> Your goal: Format each line of the items below as a numbered list, leaving out any blank lines.

> Rows from a box-labeling dataset:
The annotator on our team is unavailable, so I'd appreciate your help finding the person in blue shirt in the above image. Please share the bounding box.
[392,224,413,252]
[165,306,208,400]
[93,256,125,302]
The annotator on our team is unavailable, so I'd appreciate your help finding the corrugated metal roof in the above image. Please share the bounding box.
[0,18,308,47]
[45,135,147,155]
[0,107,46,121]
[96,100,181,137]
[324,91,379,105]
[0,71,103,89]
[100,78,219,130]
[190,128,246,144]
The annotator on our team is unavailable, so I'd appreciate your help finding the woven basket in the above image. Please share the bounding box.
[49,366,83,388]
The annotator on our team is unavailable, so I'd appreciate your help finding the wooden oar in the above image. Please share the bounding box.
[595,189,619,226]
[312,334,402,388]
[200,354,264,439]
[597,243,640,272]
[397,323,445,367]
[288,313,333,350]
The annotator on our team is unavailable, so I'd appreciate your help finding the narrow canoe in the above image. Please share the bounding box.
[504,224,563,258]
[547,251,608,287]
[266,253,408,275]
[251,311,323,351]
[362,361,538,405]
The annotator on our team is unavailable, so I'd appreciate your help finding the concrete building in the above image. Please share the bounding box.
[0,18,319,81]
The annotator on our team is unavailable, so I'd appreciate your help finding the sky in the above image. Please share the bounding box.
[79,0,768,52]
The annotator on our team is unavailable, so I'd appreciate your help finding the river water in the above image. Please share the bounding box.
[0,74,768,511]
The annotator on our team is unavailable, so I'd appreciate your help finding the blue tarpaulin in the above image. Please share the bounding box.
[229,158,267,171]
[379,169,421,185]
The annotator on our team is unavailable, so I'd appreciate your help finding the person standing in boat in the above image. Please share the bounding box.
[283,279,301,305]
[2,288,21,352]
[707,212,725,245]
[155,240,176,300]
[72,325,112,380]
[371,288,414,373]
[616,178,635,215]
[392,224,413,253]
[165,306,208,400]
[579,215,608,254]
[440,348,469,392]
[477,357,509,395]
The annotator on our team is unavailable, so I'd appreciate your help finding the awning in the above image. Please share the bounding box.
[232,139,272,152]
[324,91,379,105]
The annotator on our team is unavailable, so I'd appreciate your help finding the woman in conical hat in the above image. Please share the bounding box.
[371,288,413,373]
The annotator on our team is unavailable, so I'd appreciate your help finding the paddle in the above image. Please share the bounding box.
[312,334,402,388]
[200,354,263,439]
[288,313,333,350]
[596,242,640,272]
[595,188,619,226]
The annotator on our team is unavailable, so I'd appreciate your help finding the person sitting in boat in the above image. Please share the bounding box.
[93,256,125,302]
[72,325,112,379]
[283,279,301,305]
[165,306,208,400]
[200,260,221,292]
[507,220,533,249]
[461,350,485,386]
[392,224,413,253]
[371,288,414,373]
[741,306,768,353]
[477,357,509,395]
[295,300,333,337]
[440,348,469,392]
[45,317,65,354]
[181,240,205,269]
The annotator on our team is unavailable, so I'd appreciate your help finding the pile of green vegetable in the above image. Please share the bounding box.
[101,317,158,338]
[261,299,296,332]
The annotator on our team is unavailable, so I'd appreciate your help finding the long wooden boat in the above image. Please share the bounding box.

> Worked answer:
1. The annotator on our team is unavailable, so I'd appreciate your help finding the person in blue shirt in the above image. Please share the bounding box.
2. [392,224,413,252]
3. [165,306,208,400]
4. [93,256,125,302]
5. The annotator on our team is unavailable, so I'd appreciate your help finding the corrugated metal roof in the above image. Please share the bounding box.
6. [0,18,308,47]
7. [45,135,147,155]
8. [0,107,46,121]
9. [96,100,181,137]
10. [324,91,379,105]
11. [0,71,103,89]
12. [100,78,219,130]
13. [190,128,246,144]
14. The annotator on our team is unavailable, so I'd appreciate your help finding the woven basket in the above image. Please share the bounding box.
15. [49,366,83,388]
16. The annotator on our team is unavailable, so I'd appreciate your help finding the wooden oar in the above image. Please share the bounding box.
17. [595,189,619,226]
18. [312,334,402,388]
19. [200,354,264,439]
20. [597,243,640,272]
21. [397,323,445,367]
22. [288,313,333,350]
23. The annotator on our team is unavailable, so I'd appreciate your help finding the narrow canoe in the above image. Please share the bounding box.
24. [504,224,563,258]
25. [547,251,608,287]
26. [266,253,408,275]
27. [251,311,323,351]
28. [362,361,538,405]
29. The annotator on our team is unavailable, so I'd appreciate your help finding the concrete building in the above image. Please share the bounding box.
30. [0,18,319,81]
31. The annotator on our team is unavailable, so I'd appreciate your help finding the sky in the above image. Please share the bounding box.
32. [79,0,768,52]
33. The annotator on our team is unavailable, so I'd appreciate your help finding the river water in the above image. Please share the bounding box.
34. [0,74,768,511]
35. The annotator on our team is unavailable, so I'd appreciate your help finding the blue tarpaulin in the above image. Please share the bounding box.
36. [229,158,267,171]
37. [379,169,421,185]
38. The annotator on our team is unavailable, so I'd appreciate your help finding the person standing in boat in the above image. Please share the bounding box.
39. [283,279,301,305]
40. [2,288,21,352]
41. [707,212,725,245]
42. [155,240,176,300]
43. [72,325,112,380]
44. [371,288,414,373]
45. [616,178,635,215]
46. [392,224,413,253]
47. [165,306,208,400]
48. [579,215,608,254]
49. [440,348,469,392]
50. [477,357,509,395]
51. The annotator on our team is unavailable, so I'd appreciate your help finding the awning in the above image. Please share the bounding box.
52. [232,139,272,152]
53. [324,91,379,105]
54. The annotator on our team is unavailable, so I'd appreciate your help finding the woman in conical hat in the above image. Please share the bounding box.
55. [371,288,413,373]
56. The annotator on our team is unavailable, so I'd appreciate your help finding the paddle in the above image. Please share the bounding box.
57. [312,334,402,388]
58. [200,354,263,439]
59. [288,313,333,350]
60. [596,242,640,272]
61. [595,188,619,226]
62. The annotator on our team is unavailable, so I'd appreciate your help finding the person sitting in boat in the above image. Please share the bounding box.
63. [93,256,125,302]
64. [72,325,112,379]
65. [283,279,301,305]
66. [165,306,208,400]
67. [200,260,221,292]
68. [507,220,533,249]
69. [461,350,485,386]
70. [392,224,413,253]
71. [371,288,414,373]
72. [741,306,768,353]
73. [477,357,509,395]
74. [295,300,333,337]
75. [440,348,469,392]
76. [45,317,65,354]
77. [181,240,205,269]
78. The annotator on our team is unavailable, so I'd appreciate your help finding the pile of green vegetable in the above image. Please share the bounding box.
79. [101,317,158,338]
80. [261,299,296,332]
81. The annotator on our team is unavailable, so I'd appreciate your help finding the long wooden boat in the above image. Please share the bounding box.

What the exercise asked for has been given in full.